WHAT TO WORK ON
Render the portion of the material that begins with the line containing "Please point out the snow covered lake, giving" and ends with the line containing "[(113, 95), (85, 97), (145, 111)]", both lines included, as a JSON array of strings with one string per line and blank lines omitted. Include no other lines.

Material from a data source
────
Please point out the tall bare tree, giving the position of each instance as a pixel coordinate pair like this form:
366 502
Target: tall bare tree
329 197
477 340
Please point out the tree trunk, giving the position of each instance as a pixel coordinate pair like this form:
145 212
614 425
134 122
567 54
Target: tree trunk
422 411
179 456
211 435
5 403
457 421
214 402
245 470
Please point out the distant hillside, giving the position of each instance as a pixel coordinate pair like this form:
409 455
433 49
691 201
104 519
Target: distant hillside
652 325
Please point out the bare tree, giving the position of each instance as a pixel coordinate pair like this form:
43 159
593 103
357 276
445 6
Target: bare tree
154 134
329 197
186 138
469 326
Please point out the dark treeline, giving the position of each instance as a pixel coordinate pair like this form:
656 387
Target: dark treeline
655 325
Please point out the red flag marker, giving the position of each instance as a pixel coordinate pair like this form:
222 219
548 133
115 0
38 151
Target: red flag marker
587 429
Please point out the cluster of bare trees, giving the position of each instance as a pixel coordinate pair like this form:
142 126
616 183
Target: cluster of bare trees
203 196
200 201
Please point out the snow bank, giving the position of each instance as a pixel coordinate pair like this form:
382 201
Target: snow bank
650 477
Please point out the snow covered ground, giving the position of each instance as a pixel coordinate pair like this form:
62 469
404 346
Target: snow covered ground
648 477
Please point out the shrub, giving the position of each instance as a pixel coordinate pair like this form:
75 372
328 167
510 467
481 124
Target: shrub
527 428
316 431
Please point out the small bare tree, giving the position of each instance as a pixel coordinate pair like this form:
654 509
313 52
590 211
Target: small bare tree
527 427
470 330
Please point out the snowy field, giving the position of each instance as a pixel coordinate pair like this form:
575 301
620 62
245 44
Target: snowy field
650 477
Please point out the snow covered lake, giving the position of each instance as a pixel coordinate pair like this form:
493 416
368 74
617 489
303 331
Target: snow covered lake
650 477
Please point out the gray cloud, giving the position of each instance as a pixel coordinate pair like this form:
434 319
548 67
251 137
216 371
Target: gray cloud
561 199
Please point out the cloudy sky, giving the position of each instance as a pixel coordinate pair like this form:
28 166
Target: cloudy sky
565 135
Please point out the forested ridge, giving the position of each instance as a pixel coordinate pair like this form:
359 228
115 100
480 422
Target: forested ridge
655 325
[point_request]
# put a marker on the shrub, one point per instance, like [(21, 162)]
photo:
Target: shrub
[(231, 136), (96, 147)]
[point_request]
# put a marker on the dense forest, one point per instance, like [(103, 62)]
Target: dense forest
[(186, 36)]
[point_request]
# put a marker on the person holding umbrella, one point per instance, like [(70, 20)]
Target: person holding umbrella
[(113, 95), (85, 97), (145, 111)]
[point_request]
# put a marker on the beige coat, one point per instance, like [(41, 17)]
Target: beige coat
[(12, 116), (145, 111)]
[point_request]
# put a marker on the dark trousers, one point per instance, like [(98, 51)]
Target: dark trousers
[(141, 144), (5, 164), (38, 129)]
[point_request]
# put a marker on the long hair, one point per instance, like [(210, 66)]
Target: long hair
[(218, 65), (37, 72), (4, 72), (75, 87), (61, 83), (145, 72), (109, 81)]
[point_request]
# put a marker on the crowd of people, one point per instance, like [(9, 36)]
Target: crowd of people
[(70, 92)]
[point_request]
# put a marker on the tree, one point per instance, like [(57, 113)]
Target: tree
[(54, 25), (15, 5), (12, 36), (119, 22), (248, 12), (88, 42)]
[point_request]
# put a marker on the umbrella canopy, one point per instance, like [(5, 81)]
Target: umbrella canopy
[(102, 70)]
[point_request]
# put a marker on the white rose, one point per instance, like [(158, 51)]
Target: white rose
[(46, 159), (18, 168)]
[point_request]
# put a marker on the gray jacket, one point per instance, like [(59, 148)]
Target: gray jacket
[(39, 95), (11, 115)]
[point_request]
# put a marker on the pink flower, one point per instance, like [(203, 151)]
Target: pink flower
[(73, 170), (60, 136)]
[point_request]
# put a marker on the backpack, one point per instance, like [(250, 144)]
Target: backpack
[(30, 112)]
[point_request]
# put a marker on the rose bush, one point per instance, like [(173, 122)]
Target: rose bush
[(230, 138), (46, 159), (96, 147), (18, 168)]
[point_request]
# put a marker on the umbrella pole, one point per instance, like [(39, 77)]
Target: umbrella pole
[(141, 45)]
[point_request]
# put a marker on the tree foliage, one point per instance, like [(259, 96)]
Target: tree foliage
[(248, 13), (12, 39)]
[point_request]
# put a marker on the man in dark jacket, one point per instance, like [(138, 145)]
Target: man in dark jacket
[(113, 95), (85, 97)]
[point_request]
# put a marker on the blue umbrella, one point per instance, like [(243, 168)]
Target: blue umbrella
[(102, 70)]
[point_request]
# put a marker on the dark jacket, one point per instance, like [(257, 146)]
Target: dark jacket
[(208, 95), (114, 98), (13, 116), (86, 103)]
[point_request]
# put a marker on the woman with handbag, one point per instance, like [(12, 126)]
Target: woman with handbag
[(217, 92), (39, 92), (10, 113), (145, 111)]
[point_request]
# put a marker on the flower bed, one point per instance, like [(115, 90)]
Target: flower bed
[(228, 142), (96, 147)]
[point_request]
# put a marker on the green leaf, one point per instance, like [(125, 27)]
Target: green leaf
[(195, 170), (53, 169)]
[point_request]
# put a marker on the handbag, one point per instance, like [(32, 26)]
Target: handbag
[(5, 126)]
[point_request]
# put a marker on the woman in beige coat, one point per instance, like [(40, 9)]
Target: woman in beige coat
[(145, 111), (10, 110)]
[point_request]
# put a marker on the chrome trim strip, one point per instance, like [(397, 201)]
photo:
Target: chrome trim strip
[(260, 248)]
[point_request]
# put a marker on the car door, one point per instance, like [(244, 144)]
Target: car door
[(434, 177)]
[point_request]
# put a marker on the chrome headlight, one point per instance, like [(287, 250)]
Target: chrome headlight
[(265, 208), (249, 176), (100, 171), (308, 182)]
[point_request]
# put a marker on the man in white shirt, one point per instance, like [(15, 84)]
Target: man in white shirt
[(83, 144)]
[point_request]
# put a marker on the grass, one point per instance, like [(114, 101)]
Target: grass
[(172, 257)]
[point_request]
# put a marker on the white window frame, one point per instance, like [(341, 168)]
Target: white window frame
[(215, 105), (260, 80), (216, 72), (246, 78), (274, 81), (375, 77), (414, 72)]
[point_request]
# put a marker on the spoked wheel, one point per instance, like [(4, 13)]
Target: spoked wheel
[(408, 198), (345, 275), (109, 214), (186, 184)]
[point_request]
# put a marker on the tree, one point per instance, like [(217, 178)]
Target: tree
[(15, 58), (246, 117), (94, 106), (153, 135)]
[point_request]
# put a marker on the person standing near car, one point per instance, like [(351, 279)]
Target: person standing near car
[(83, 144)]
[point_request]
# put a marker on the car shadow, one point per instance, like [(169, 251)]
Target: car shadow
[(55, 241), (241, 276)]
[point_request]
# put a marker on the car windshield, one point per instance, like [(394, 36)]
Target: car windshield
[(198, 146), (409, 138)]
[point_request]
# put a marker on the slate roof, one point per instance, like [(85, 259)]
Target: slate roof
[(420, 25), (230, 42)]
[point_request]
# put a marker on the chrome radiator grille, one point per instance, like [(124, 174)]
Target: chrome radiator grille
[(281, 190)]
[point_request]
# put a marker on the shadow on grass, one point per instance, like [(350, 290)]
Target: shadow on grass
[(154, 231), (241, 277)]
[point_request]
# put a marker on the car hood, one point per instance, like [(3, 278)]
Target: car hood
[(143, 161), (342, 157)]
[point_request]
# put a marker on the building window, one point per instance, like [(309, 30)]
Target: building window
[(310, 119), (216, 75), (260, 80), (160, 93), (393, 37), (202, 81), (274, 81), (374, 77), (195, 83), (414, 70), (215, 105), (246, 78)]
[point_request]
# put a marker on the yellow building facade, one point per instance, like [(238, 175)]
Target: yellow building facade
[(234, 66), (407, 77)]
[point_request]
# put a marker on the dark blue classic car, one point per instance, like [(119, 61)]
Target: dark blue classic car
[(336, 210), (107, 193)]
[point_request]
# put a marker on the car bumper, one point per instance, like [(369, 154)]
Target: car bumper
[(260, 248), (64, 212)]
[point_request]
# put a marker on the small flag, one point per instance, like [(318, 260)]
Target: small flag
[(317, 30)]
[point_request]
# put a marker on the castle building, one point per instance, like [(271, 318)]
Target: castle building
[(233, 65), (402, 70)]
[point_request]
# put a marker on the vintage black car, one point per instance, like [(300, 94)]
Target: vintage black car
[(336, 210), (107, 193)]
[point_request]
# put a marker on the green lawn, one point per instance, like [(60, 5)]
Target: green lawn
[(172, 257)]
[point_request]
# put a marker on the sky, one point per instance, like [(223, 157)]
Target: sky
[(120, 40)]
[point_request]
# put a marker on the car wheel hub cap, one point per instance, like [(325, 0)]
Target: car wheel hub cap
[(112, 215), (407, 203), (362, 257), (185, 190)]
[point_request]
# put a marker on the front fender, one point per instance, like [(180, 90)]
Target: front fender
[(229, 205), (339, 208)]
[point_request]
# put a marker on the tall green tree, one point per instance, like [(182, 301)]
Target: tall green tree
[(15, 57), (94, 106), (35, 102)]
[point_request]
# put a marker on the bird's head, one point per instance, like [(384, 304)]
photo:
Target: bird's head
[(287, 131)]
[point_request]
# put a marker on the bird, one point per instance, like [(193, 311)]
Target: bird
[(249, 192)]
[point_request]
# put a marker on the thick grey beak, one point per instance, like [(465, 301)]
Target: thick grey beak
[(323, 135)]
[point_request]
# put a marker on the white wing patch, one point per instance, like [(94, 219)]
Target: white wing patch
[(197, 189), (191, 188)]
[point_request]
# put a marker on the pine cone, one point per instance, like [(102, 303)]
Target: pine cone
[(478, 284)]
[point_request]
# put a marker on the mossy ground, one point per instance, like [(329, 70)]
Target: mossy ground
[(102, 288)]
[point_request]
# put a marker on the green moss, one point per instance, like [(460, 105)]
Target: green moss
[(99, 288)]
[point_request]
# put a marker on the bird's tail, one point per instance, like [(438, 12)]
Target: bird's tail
────
CORRECT RESULT
[
  "Please point out the snow covered lake, giving the position of each instance as a pixel coordinate pair like this form:",
  "493 416",
  "368 74",
  "617 489",
  "303 331",
  "Target: snow covered lake",
  "650 477",
  "Please point out the gray cloud, giving the position of each instance as a pixel coordinate pair like this form:",
  "434 319",
  "548 67",
  "251 137",
  "216 371",
  "Target: gray cloud",
  "561 199",
  "Please point out the cloudy sky, giving the position of each instance as a pixel coordinate pair like this form:",
  "28 166",
  "Target: cloudy sky",
  "565 135",
  "Please point out the forested ridge, giving the position of each instance as a pixel coordinate pair like this form:",
  "359 228",
  "115 100",
  "480 422",
  "Target: forested ridge",
  "655 325",
  "[point_request]",
  "# put a marker on the shrub, one point per instance, like [(21, 162)]",
  "photo:",
  "Target: shrub",
  "[(231, 136), (96, 147)]",
  "[point_request]",
  "# put a marker on the dense forest, one point per instance, like [(103, 62)]",
  "Target: dense forest",
  "[(186, 36)]",
  "[point_request]",
  "# put a marker on the person holding umbrella, one point per instance, like [(70, 20)]",
  "Target: person holding umbrella",
  "[(113, 95), (85, 97), (145, 111)]"
]